§ WRITTEN PROBLEM:
Extract every line of the material below and reproduce it verbatim, omitting the pictures.

## Start DATA PROVIDED

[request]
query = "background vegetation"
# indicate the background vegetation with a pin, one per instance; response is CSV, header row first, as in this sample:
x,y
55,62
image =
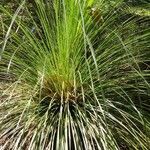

## End DATA PROVIDED

§ WRITTEN RESPONSE:
[request]
query = "background vegetation"
# indicate the background vegetation with a pin, one per instance; response is CSV, header row first, as in this sample:
x,y
55,62
image =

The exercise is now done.